History

           History

 

An early history of St Luke's from its first building to its consecration in 1852

In the early 18th Century Havre des Pas, Georgetown and Greve D’Azette were beginning to grow, as the population of St Helier was increasing following the influx of British service men and their families connected with the garrison established at Fort Regent. Because Havre de Pas was sheltered from the prevailing westerly winds a thriving ship building industry was started. Where there had once been sand dunes streets were springing up and fine houses were being built.

In the early years of Queen Victoria’s reign new parishes could not be created except by the passing a special Act of Parliament

TIMELINE TO A NEW CHURCH...

1843: The Peel Act: this made it possible for new parishes to be formed.  Dean Hemery proposed a new parish church.  New Ecclesiastical District formed covering Havre des Pas, parts of St Helier, St Clement and St Saviour. St Luke’s was one of the first parishes established under this Act.

1846: St Luke Ecclesiastical District approved.

COMPLETE THE FOLLOWING —
a – Answer these from St Luke's history:
(i) What made Havre des Pas suitable for a shipbuilding industry?
(ii) What did the Peel Act of 1843 make possible?
(iii) In what year was the St Luke Ecclesiastical District approved?
b – Write the next part of St Luke's history, picking up after its final timeline entry.
The rows that come after St Luke's history are separate material.

DATASET —
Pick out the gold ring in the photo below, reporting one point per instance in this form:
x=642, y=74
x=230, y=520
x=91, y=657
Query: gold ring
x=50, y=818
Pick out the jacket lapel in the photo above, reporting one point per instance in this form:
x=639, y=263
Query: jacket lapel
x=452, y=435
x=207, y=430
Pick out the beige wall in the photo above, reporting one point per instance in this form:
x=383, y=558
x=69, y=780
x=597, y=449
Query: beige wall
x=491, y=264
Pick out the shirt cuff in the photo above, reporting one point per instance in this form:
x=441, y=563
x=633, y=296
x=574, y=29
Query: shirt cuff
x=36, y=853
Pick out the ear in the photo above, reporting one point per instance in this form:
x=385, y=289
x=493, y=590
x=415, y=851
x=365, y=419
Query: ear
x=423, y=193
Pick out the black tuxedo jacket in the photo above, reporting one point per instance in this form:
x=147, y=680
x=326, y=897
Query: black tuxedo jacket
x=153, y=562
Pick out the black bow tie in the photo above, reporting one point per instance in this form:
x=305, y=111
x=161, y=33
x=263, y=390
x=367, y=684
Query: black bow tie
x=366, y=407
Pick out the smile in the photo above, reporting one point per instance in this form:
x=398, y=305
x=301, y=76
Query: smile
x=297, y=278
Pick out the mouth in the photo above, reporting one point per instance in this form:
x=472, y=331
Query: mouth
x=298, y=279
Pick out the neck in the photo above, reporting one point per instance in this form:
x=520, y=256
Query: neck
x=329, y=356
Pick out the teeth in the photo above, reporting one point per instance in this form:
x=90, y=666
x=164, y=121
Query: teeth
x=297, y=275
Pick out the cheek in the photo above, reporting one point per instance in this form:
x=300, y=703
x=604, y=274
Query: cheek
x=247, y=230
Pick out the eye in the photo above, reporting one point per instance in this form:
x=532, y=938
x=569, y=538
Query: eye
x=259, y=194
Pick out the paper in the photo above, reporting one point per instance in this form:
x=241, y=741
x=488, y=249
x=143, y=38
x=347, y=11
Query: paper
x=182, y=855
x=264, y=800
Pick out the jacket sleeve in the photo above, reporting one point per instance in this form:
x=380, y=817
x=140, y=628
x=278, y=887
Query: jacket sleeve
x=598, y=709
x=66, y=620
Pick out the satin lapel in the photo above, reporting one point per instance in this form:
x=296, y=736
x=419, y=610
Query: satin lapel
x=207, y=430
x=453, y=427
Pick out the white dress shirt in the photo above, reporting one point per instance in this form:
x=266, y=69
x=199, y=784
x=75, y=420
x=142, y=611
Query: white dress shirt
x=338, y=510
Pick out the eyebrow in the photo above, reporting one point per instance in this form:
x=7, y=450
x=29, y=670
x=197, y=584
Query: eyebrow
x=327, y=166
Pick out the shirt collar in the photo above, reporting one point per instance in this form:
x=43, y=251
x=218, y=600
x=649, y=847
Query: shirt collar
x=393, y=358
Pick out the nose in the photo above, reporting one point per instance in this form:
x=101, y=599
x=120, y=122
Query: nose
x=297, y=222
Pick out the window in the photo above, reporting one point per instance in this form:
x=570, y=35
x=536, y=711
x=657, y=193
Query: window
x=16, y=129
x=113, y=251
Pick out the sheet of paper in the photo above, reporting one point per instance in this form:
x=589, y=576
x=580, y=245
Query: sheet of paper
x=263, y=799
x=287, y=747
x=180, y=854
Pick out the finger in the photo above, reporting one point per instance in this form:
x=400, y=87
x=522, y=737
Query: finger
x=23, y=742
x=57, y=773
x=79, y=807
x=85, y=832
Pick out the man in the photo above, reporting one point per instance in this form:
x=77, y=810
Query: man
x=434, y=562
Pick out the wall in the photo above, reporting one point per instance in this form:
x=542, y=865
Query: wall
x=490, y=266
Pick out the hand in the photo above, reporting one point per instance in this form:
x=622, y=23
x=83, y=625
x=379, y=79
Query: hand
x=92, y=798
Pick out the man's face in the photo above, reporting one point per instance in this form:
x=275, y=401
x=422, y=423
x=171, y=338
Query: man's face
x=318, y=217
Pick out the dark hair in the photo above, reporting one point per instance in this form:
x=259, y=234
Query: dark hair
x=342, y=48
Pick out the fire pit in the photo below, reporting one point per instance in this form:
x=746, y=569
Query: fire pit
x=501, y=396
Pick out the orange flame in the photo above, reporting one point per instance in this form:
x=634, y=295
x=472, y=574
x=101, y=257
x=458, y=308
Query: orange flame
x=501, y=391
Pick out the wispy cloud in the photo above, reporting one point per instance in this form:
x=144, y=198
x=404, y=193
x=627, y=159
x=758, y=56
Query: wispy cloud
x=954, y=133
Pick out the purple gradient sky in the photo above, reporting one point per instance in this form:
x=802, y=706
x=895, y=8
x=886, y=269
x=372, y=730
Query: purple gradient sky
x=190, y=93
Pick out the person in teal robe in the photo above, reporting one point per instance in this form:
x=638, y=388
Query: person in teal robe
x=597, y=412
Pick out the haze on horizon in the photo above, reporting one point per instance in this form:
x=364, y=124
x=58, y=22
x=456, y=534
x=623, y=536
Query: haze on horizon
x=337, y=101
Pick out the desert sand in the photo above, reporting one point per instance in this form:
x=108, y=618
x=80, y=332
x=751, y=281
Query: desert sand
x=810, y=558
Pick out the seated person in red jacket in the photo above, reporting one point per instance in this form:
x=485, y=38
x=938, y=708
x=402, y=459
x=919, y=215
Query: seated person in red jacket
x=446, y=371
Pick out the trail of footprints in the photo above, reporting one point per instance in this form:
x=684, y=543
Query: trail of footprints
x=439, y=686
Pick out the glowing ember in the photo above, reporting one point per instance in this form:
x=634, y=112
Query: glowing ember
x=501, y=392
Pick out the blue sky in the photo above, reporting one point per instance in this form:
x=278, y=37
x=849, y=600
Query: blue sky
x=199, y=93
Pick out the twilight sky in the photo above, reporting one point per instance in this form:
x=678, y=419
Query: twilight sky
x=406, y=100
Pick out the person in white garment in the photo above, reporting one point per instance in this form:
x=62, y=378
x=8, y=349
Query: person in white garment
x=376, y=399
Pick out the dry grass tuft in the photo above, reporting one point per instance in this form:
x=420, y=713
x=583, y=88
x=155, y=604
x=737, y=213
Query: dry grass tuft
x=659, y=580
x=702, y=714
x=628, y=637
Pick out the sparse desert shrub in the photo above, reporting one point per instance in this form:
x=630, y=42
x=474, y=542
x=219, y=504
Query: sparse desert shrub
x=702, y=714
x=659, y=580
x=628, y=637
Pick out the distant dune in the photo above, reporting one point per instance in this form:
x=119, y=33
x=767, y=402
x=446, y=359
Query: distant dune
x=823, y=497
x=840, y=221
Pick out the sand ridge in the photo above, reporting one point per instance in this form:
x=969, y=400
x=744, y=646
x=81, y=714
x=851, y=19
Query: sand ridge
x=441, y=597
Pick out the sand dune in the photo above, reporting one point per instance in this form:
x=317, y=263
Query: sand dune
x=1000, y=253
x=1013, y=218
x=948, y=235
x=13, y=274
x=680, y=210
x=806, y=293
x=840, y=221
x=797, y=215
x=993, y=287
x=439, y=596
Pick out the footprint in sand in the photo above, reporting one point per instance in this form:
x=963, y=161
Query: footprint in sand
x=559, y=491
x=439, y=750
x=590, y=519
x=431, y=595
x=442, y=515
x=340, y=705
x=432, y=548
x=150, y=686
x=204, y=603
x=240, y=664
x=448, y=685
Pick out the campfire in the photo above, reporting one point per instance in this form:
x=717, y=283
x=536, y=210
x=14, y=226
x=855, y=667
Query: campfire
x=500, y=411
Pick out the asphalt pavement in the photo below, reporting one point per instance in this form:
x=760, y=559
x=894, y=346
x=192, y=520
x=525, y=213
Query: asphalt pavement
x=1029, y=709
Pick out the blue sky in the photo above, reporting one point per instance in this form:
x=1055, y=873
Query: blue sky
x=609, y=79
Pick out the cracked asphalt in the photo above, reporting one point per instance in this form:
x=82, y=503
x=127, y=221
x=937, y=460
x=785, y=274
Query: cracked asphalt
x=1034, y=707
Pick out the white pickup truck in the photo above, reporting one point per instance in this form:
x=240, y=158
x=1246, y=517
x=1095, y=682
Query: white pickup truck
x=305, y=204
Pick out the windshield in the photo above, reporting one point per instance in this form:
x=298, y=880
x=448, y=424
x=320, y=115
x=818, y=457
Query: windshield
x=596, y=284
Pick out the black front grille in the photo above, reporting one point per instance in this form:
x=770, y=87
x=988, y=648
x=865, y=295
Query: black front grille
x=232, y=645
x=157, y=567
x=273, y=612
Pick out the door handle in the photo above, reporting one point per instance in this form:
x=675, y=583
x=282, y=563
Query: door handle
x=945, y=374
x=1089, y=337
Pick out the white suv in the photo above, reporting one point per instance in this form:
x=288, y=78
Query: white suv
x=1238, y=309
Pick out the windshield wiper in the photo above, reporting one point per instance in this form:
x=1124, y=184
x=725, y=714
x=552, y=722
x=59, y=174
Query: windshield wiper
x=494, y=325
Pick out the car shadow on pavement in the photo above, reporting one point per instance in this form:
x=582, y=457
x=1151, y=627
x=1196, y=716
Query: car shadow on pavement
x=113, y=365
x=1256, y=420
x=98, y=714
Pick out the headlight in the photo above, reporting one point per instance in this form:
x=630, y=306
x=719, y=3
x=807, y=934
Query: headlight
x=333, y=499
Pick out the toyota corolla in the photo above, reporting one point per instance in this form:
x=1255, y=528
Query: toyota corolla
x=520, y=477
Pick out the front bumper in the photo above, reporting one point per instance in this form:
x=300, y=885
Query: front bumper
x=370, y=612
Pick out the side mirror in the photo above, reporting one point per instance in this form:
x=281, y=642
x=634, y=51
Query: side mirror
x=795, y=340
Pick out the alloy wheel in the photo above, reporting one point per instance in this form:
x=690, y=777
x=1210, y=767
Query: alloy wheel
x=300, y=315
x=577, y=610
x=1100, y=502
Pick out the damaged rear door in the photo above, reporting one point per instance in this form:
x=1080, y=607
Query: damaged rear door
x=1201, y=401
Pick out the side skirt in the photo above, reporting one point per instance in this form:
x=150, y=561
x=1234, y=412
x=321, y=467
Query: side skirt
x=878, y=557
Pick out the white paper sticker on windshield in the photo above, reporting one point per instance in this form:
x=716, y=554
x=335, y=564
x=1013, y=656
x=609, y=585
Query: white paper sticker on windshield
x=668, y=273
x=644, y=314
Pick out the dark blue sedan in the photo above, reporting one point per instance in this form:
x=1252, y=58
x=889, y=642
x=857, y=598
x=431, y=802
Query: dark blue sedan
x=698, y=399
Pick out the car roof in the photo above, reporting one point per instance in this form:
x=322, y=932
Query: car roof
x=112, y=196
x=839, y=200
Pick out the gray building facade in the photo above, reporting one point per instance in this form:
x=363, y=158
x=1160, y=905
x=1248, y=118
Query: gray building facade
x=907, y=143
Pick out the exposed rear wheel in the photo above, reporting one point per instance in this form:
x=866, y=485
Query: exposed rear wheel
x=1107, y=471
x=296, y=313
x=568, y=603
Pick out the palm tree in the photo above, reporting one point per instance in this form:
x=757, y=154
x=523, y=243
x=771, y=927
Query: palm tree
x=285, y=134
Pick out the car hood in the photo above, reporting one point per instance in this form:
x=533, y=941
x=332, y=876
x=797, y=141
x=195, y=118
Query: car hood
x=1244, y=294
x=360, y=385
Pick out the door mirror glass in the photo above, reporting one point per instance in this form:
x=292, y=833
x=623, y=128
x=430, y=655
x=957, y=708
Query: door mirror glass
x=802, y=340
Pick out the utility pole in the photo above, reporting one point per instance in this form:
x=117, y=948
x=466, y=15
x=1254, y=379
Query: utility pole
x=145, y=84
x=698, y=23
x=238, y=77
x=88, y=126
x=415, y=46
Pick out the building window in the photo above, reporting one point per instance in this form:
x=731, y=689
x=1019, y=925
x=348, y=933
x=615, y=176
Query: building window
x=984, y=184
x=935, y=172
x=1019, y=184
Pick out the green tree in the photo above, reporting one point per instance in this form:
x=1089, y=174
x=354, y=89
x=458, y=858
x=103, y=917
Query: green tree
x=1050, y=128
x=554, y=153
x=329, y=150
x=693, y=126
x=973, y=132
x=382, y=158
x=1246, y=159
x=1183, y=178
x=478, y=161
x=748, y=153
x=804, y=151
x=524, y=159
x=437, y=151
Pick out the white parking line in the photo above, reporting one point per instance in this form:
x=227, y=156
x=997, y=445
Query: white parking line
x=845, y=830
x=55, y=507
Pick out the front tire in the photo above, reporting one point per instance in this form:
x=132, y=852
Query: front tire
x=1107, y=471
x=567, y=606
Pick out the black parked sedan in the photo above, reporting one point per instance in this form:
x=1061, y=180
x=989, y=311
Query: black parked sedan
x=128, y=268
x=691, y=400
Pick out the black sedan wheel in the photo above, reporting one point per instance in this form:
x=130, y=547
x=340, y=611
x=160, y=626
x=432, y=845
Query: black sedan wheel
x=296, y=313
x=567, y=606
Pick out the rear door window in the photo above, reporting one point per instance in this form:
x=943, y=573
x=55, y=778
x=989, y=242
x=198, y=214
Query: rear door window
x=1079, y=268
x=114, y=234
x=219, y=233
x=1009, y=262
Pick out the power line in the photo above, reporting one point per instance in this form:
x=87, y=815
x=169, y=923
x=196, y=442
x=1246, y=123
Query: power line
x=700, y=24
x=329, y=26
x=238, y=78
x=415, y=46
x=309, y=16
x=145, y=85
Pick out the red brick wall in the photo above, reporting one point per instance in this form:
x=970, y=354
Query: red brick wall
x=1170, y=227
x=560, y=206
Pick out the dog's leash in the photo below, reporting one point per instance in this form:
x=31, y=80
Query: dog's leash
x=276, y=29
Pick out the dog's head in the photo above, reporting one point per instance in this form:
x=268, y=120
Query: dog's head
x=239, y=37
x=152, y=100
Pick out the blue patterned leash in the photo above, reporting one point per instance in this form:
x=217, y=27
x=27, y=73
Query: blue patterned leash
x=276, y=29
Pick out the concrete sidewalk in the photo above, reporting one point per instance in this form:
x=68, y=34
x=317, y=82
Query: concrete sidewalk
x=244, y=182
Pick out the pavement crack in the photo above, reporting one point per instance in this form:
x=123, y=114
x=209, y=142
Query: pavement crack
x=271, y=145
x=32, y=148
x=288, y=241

THE RESPONSES —
a –
(i) It was sheltered from the prevailing westerly winds.
(ii) It made it possible for new parishes to be formed.
(iii) 1846.

b –
In April 1846, an application to the Privy Council procured an Order in Council creating the new Ecclesiastical District and promising an endowment from the Commissioners “to the Minister for the time being of the District so recommended to be constituted, when duly licensed according to the said Act, the sum of one hundred pounds; and upon any building within such District being duly licensed by the Bishop of the Diocese for the performance of Divine Service according to the same Act, there shall be paid by us in a like manner to such Minister the further sum of thirty pounds”

At the Court of Buckingham Palace  - the 6th day of April 1846

We, the Ecclesiastical Commissioners for England, in pursuance of an Act passed in the session of Parliament held in the sixth and seventh years of Your Majesty’s Reign, intituled “An Act to make better provision for the spiritual care of populous Parishes” have prepared, and now humbly lay before Your Majesty’s Council the following scheme for constituting a separate District for spiritual purposes out of the Parishes of St Helier, St Saviour and St Clement, all in the Island of Jersey, and in the Diocese of Winchester .

1848.  On the 9th May at 2.30pm, James Hemery Dean of Jerseycalled a meeting in the National School to put forward his proposal for the new church to be built in the newly created district.

At the meeting a buildings committee was appointed and £450 was subscribed in the room. An appeal was started for the public to subscribe to the new building.  25 Perches of land were given by Messers Le Gallais and Godfrey.  In June Dean Hemery secured a grant of £500 from the States of Jersey.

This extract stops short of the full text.